- _Extrait du texte_

Ce concert revêt une saveur particulière puisqu'il s'agit du premier ticket acheté avant la pandémie, dont l'évènement avait été maintenu mais reporté. Mon côté parano me portait à m'inquiéter de l'accès, mais finalement un simple passeport vaccinal devait accompagner le sésame désignant des sièges maintenus.
LE CADRE
C'est toujours une grande satisfaction de se rendre à la salle Pleyel,
car ce véritable auditorium, est confortable, accueillant et surtout doté d'une
acoustique irréprochable. Inaugurée en 1927, dans un style art déco, elle est située
dans le 8e arrondissement de Paris, au 252 rue du Faubourg-Saint-Honoré.
Plusieurs fois rénovée, elle est inscrite au titre des monuments historiques
depuis le 3 septembre 2002. Depuis 2016, après onze mois de travaux, la salle
Pleyel peut désormais accueillir deux
mille personnes assises (voire cinq
cents de plus en escamotant les sièges de sa fosse amovible).
L'ouverture des portes à 19h permet à la horde de laisser la fraicheur
automnale à l'extérieur. Une moyenne d'âge élevée est trahie par beaucoup de
calvities, de poils gris. Cet honorable entourage me rappelle d'ailleurs que je
me raserais bien la barbe, histoire de dissiper cette fâcheuse marque du temps
!
L'évènement est annoncé complet, mais les places sont
numérotées donc aucun stress, nous pénétrons dans l'antre du bonheur, à la fois
excités et calmes (si, c'est possible !). Nos sièges sont en fosse, à quelques rangs
de la scène, excentrés sur notre droite, du côté de l'emplacement du bassiste.
Donc relativement proches des enceintes acoustiques latérales, mais nos
craintes à ce sujet seront vite dissipées.

- _Données disponibles_
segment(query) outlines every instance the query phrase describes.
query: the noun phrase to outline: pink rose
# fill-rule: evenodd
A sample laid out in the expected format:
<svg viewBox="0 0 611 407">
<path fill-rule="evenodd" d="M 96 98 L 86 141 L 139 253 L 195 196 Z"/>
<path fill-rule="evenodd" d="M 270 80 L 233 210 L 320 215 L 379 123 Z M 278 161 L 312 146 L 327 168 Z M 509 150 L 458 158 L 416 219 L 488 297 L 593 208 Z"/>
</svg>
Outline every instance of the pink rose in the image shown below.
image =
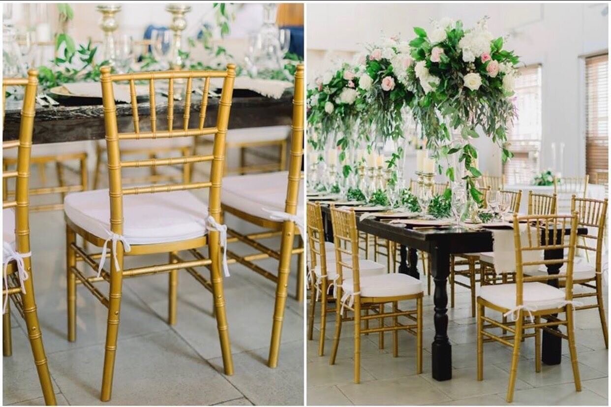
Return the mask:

---

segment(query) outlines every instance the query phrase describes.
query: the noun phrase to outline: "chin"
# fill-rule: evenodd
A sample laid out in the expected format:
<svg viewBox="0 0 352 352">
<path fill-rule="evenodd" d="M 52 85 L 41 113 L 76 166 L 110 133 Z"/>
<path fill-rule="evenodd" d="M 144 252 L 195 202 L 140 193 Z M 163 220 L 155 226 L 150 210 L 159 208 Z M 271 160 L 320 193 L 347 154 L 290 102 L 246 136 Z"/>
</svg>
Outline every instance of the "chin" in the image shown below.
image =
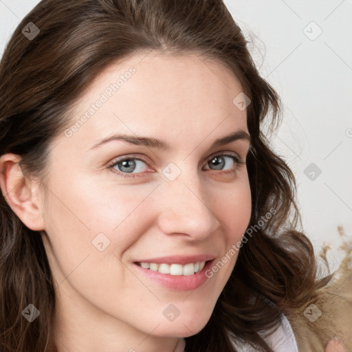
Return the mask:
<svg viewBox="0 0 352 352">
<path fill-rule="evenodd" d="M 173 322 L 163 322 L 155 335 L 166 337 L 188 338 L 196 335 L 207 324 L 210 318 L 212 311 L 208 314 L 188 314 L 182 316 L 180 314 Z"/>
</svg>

- _Consignes_
(a) D'après le récit du concert à la salle Pleyel, en quelle année cette salle a-t-elle été inaugurée ?
(b) Rédigez la suite du récit du concert à la salle Pleyel, après sa dernière phrase.
Ces données proviennent d'une autre source que le récit.

- _Réponses_
(a) En 1927.

(b)
Rappelons brièvement l'essentiel du parcours du
Monsieur. En 1971, Steve Hackett remplace
Anthony Phillips au sein de Genesis. Il accompagne alors l'âge d'or du groupe
anglais. Cependant ses idées artistiques ne sont pas assez reconnues selon lui
et les choix des autres l'agacent. Son premier album solo "Voyage of the Acolyte" paraît en
1975. Fin 1976, au terme de l'enregistrement de l'album "Wind and Wuthering" ses petits
camarades s'opposent à y intégrer le titre "Inside and Out" qui sera relégué en face B du monoplage "Spot the Pigeon" (13:23) paru en
mai 1977. La frustration de Steve s'accentue d'autant plus lorsque ce titre
sera joué pendant la tournée suivante … et fera même l'objet d'un magnifique
solo de Tony. Il finit par quitter Genesis au terme de la tournée de "Wind and Wuthering", alors que "Seconds Out", l'enregistrement du concert
parisien, est en phase de mixage.
Il avait donc 27 ans, il en a maintenant 71 mais ne
semble en souffrir en aucune manière. Nous, si. Je confesse ne pas avoir suivi
cette carrière, mais j'observe que son 28ème opus, intitulé "Surrender of Silence", paru ce 10
septembre 2021, semble accueilli diversement par la Critique. Pour ma part, je
n'ai écouté qu'un titre qui ne m'a pas emballé plus que cela… Mais bon, je ne
pense pas être le seul ce soir à me déplacer pour le volet antérieur de sa
carrière !
Après une vaine tentative de reformation de Genesis,
avortée en 2007, il décide en octobre 2012 de réarranger quelques titres en
faisant paraitre "Genesis Revisited
II". Constatant le succès recueilli, il décide fort opportunément de
continuer à rendre hommage à cette période sur les tournées suivantes. C'est
ainsi que j'ai pu le voir en tête d'affiche du Be Prog My Friend festival le 30
juin 2018. Ses complices étaient déjà les même que ce soir, à l'exception du
batteur Gary O'Toole.
LE
CONCERT [21h10-23h].
Il a toujours su s'entourer de très bons (voire
excellents) musiciens pour l'accompagner ; cinq d'entre eux sont avec nous ce
soir sur scène : les deux Suédois Nad Sylvan
(chant - Agent Of Mercy) et Jonas Reingold
(basse – The Flower Kings) ainsi que Roger King
(claviers - The Mute Gods), Rob Townsend
(saxophone, clarinette, flute) et Craig Blundell
(batterie - Steven Wilson, Pendragon, Frost…).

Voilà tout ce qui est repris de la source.